-- SUMBER --
▬▬▬
Sabtu, 25 Januari 2014

PANDANGAN KAUM SUFI TENTANG MAKNA MAQOMAT, SABAR, TAWAKAL & RIDHO


PANDANGAN KAUM SUFI TENTANG MAKNA MAQOMAT, SABAR, TAWAKAL & RIDHO



BAB I
PENDAHULUAN

Tasawuf merupakan salah satu aspek islam sebagai perwujudan dari ihsan yang berarti kesadaran, adanya komunikasi dan dialog langsung seorang hambah dengan tuhan-Nya. Esensi Tasawuf sebenarnya telah ada sejak zaman Rasulullah SAW, namun pada masa Rosullullah belum ada istilah tasawuf, yang dikenal pada masa itu hanyalah sebutan sahabat nabi yang biasa disebut dengan sufi. Tasawuf pada awal perkembanganya berorientasi pada prilaku asketik (zuhud) yakni Menjauhi duniawi demi meraih pahala dan menjaga diri dari neraka  Perilaku asketik yang bersifat praktis, diamalkan, tanpa teori-teori yang mendasarinya. Didasarkan atas motivasi takut (Hasan Basri), yakni takut yang muncul dari kesadaran untuk beribadah secara sungguh-sumgguh. Perilaku awal para sufi terkait dengan prilaku asketik (zuhud) mulai berubah seiring perkembangan zaman namun tidak meninggalkan nilai asli ketauhidan.
Maqam arti dasarnya adalah "tempat berdiri", dalam terminologi sufistik berarti         tempat atau martabat seseorang hamba di hadapan Allah pada saat dia berdiri               menghadap kepada-Nya. Adapun "ahwal" bentuk jamak dari “hal” biasanya diartikan         sebagai keadaan mental (mental states) yang dialami oleh para sufi di sela-sela               perjalanan  spiritualnya. Al Qusyairi, menjelaskan “bahwa maqamat adalah etika                seorang hamba dalam wushul  (mencapai, menyambung) kepadanya dengan                       macam upaya, diwujudkan dengan tujuan pencarian dan ukuran tugas. Al Qusyairi menggambarkan maqamat dalam taubat, wara, zuhud, tawakal, sabar dan Ridha.”
▬▬▬
-- TUGAS LATIHAN --
a. Ketik ulang bagian teks tentang tasawuf, mulai dari "Tasawuf merupakan salah" sampai "nilai asli ketauhidan.".
b. Tulis lanjutan teks tentang tasawuf, dimulai setelah kalimat terakhirnya.

-- DATA YANG DIBERIKAN --
▬▬▬
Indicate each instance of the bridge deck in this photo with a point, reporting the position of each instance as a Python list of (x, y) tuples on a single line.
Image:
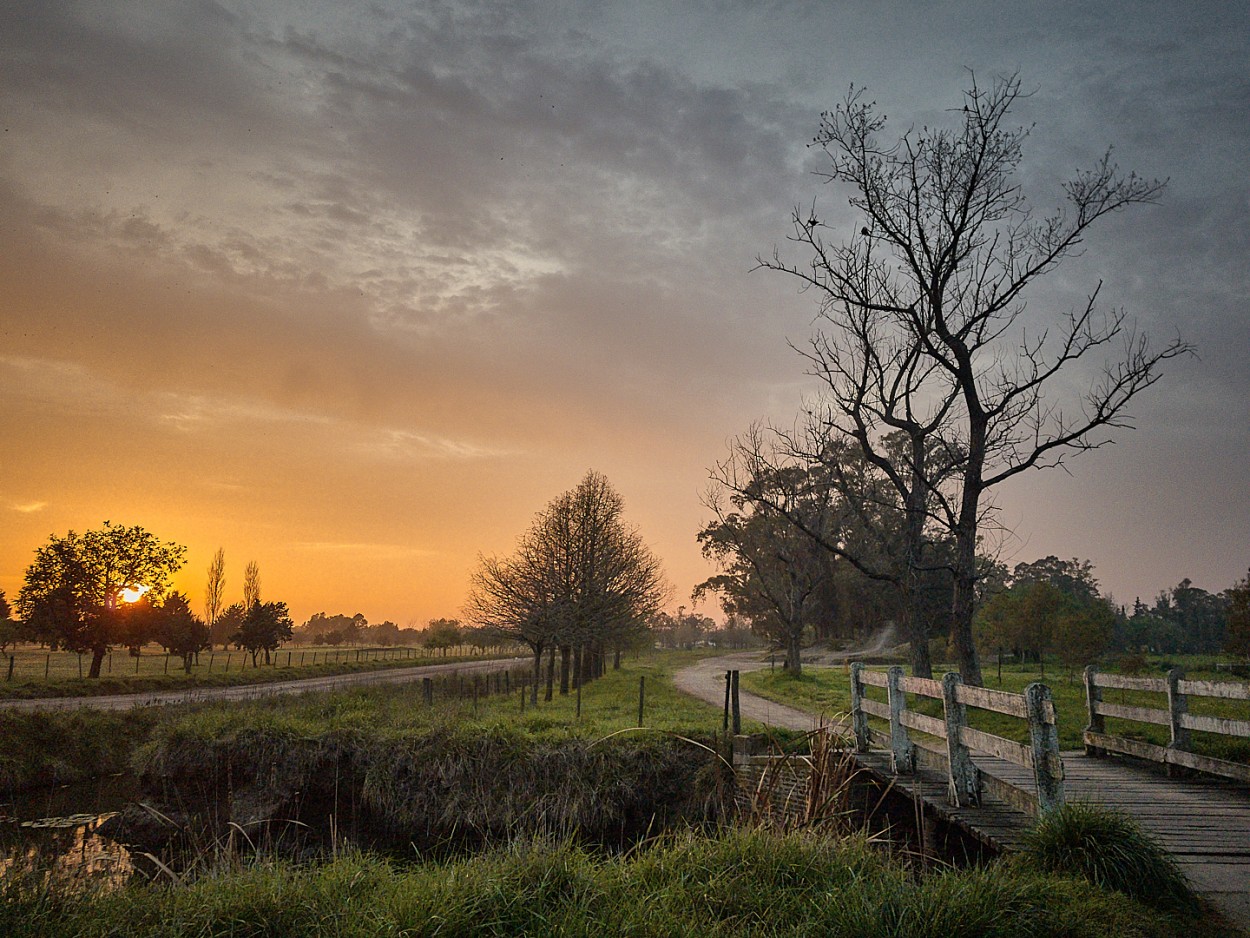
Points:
[(1204, 823)]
▬▬▬
-- JAWABAN TIAP TUGAS --
a.
Tasawuf merupakan salah satu aspek islam sebagai perwujudan dari ihsan yang berarti kesadaran, adanya komunikasi dan dialog langsung seorang hambah dengan tuhan-Nya. Esensi Tasawuf sebenarnya telah ada sejak zaman Rasulullah SAW, namun pada masa Rosullullah belum ada istilah tasawuf, yang dikenal pada masa itu hanyalah sebutan sahabat nabi yang biasa disebut dengan sufi. Tasawuf pada awal perkembanganya berorientasi pada prilaku asketik (zuhud) yakni Menjauhi duniawi demi meraih pahala dan menjaga diri dari neraka  Perilaku asketik yang bersifat praktis, diamalkan, tanpa teori-teori yang mendasarinya. Didasarkan atas motivasi takut (Hasan Basri), yakni takut yang muncul dari kesadaran untuk beribadah secara sungguh-sumgguh. Perilaku awal para sufi terkait dengan prilaku asketik (zuhud) mulai berubah seiring perkembangan zaman namun tidak meninggalkan nilai asli ketauhidan.

b.
BAB II
PEMBAHASN

A. Maqomat Sabar
Tingkatan Sabar (Ash-Shabru). Itu ada Karena dalam laku tasuwuf  (orang sufi) akan mengalami banyak hambatan, maka seorang sufi harus berlaku sabar. Sabar merupakan sebuah istilah yang berasal dari bahasa Arab, dan sudah menjadi istilah dalam bahasa Indonesia. Asal katanya adalah "Shobaro", yang membentuk infinitif (masdar) menjadi "shabran". Dari segi bahasa, sabar berarti menahan dan mencegah. Sabar adalah pilar kebahagiaan seorang hamba. Sedangkan dari segi istilahnya, sabar adalah:
Menahan diri dari sifat kegundahan dan rasa emosi, kemudian menahan lisan dari keluh kesah serta menahan anggota tubuh dari perbuatan yang tidak terarah. Dengan kesabaran itulah seorang hamba akan terjaga dari kemaksiatan, konsisten menjalankan ketaatan, dan tabah dalam menghadapi berbagai macam cobaan. Ibnul Qayyim rahimahullah mengatakan, “Kedudukan sabar dalam iman laksana kepala bagi seluruh tubuh. Apabila kepala sudah terpotong maka tidak ada lagi kehidupan di dalam tubuh.”
Allah berfirman (QS.An-Nahl:127).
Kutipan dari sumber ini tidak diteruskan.